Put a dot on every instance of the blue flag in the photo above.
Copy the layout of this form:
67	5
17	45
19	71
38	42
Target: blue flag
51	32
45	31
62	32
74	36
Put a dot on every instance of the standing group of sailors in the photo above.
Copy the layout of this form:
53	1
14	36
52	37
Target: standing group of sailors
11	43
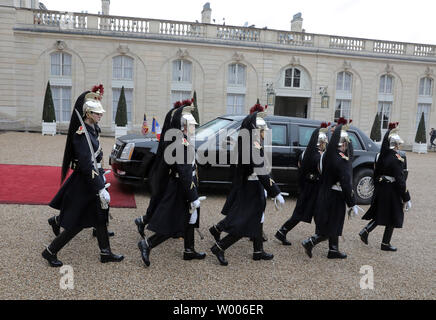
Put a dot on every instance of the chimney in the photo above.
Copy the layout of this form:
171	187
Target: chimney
105	4
297	23
206	14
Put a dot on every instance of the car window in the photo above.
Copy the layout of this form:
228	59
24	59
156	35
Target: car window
304	134
279	134
211	128
355	140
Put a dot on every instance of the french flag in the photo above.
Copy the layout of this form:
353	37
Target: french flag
155	128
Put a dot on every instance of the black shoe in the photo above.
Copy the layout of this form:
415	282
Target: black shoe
219	254
109	233
216	234
282	238
308	246
336	254
140	225
52	259
262	256
55	227
190	254
106	255
388	247
145	251
364	235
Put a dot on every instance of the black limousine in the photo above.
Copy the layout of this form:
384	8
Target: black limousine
132	155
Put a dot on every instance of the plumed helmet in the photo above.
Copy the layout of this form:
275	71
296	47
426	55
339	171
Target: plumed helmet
394	138
345	126
260	115
93	100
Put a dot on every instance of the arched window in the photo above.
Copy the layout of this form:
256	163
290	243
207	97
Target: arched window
426	86
60	63
236	75
386	84
292	78
182	71
122	68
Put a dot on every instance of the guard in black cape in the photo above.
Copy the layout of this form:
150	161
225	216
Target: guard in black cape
83	200
177	212
390	192
334	193
158	178
245	215
309	176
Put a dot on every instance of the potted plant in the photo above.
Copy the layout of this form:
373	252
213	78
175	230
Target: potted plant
121	116
48	113
376	130
420	145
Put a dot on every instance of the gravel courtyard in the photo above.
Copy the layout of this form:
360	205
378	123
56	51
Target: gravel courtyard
409	273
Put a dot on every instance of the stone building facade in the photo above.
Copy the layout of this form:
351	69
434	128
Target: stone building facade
159	61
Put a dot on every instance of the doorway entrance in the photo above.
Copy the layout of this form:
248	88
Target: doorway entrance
291	106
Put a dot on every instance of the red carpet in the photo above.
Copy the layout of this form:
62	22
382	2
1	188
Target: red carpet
24	184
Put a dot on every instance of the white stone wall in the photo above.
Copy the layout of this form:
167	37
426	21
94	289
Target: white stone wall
25	68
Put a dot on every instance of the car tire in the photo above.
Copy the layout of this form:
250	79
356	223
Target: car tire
363	185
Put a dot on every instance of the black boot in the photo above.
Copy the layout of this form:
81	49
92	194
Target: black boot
109	233
387	235
215	232
54	225
190	254
140	225
219	254
281	236
52	259
145	251
310	243
106	255
364	233
258	252
334	252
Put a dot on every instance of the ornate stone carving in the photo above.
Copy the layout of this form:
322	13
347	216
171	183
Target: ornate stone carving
182	53
60	45
389	69
428	72
238	57
123	49
346	65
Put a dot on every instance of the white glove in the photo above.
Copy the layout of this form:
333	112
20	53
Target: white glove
194	217
105	173
195	204
105	198
279	201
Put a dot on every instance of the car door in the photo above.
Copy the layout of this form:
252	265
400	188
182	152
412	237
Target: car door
281	152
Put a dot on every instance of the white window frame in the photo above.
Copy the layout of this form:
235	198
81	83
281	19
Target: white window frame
426	87
65	69
292	78
59	103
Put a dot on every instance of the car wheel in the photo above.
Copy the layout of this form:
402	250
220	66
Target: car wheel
363	185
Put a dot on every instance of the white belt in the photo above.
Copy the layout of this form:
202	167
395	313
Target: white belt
336	187
253	177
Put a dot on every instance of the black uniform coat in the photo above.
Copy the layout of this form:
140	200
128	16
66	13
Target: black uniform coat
330	211
308	181
172	212
387	203
78	199
248	201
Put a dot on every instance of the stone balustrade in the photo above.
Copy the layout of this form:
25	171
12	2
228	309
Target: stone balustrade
167	28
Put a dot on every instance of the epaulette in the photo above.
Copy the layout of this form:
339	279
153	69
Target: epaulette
80	130
343	156
257	145
399	157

● ● ● ● ●

(Your task):
What you print must match the entries exactly, except that no pictures appear.

(Solution below):
Put a dot on every instance of the blue flag in the photo above.
Copy the layout of this form:
67	5
17	45
19	71
38	42
Target: blue flag
51	32
45	31
62	32
74	36
Put a dot on every instance of the standing group of sailors in the photo above.
Copy the layout of this form:
53	1
14	36
52	37
Target: standing group of sailors
11	43
Put a dot on every instance of the chimney in the photo above.
Copy the layout of this form:
171	187
Target: chimney
105	4
297	23
206	14
Put a dot on every instance of the car window in the photo above.
Copy the layout of this form:
228	59
24	59
156	35
Target: car window
304	134
279	134
211	128
355	140
Put a dot on every instance of the french flag in the photo above.
Copy the layout of this form:
353	37
Target: french flag
155	128
Put a dot on every instance of the black shoe in the photo above.
Copy the layout of this form:
415	282
Target: black shoe
219	254
109	233
216	234
282	238
308	246
336	254
140	225
52	259
262	256
55	227
190	254
106	255
388	247
145	251
364	235
Put a dot on every instance of the black limousine in the photo above.
Copy the layout of this form:
384	8
Target: black limousine
132	155
Put a dot on every instance of the plumed helmet in the photo above.
Copy the layout of this form:
275	71
296	47
426	55
339	171
Target: plumed helmet
394	138
345	126
260	115
93	100
Put a dot on every instance of the arched window in the photo above.
Copy the layout of this form:
256	163
290	243
207	97
Target: arched window
426	86
60	63
236	75
386	84
292	78
182	71
122	68
Put a dot on every instance of the guard in black cape in the photo above.
Copy the layout of this form:
150	161
225	216
Target: guard in black cape
83	200
177	212
390	192
334	193
158	178
245	215
309	176
Put a dot on every instance of the potted plant in the photo above.
Copy the layout of this form:
373	252
213	78
175	230
Target: potted plant
121	116
48	113
376	130
420	145
Put a dot on every instance of the gravel courtyard in the photo above.
Copy the layout of this form:
360	205
378	123
56	51
Target: gravel courtyard
409	273
Put a dot on every instance of the stone building facade in the photo above.
Copy the layout of this form:
351	69
434	128
Target: stone building facade
159	61
Put a dot on every instance of the doorway entrance in the photo above.
Copy the layout of this form:
248	88
Target: doorway entrance
291	106
Put a dot on every instance of the red carpet in the photo above.
Copy the layout of this form:
62	22
382	2
1	188
Target: red carpet
24	184
Put a dot on every instance of the white stone wall in the photo above.
Copy the layout of this form:
167	37
426	21
94	289
Target: white stone wall
25	68
Put a dot on every instance of the car tire in the photo above.
Copy the layout of this form:
250	79
356	223
Target: car tire
363	185
Put a dot on every instance of the black boot in the photo above.
Copy the layout of this form:
81	49
92	194
Target: black boot
109	233
387	235
215	232
54	225
190	254
140	225
219	254
281	236
52	259
145	251
310	243
106	255
364	233
258	252
334	252
Put a dot on every instance of the ornate stone carving in the photo above.
Copy the layout of this form:
322	13
347	216
171	183
Target: ornate stone carving
182	53
60	45
389	69
428	72
238	57
123	49
346	65
Put a dot on every instance of the white glove in the photo above.
Copy the layout of this form:
333	112
20	53
Target: white glove
194	217
105	173
195	204
105	198
279	201
Put a dot on every instance of the car door in the photo above.
Copy the layout of this form:
252	265
400	188
182	152
412	237
Target: car door
281	152
Put a dot on every instance of the white window frame in the photo above.
Copy the layout of this form:
235	198
81	83
281	19
Target: white window frame
426	87
65	69
292	78
59	103
Put a dot on every instance of the car wheel in the photo above.
Copy the layout of this form:
402	250
220	66
Target: car wheel
363	185
Put a dot on every instance of the white belt in the photo above.
Copy the layout of this form:
202	167
395	313
Target: white belt
336	187
253	177
Put a dot on every instance of the black uniform coat in the photo above.
Copy the layout of this form:
140	200
128	16
66	13
Target: black uniform coat
330	211
308	181
172	212
387	203
78	199
248	201
Put a dot on every instance of the stone balustrade in the photo above.
Copy the layout of this form:
25	171
12	2
228	309
Target: stone balustrade
167	28
Put a dot on every instance of the epaulette in the photo above.
Copy the layout of this form:
339	279
153	69
Target: epaulette
80	130
343	156
257	145
399	157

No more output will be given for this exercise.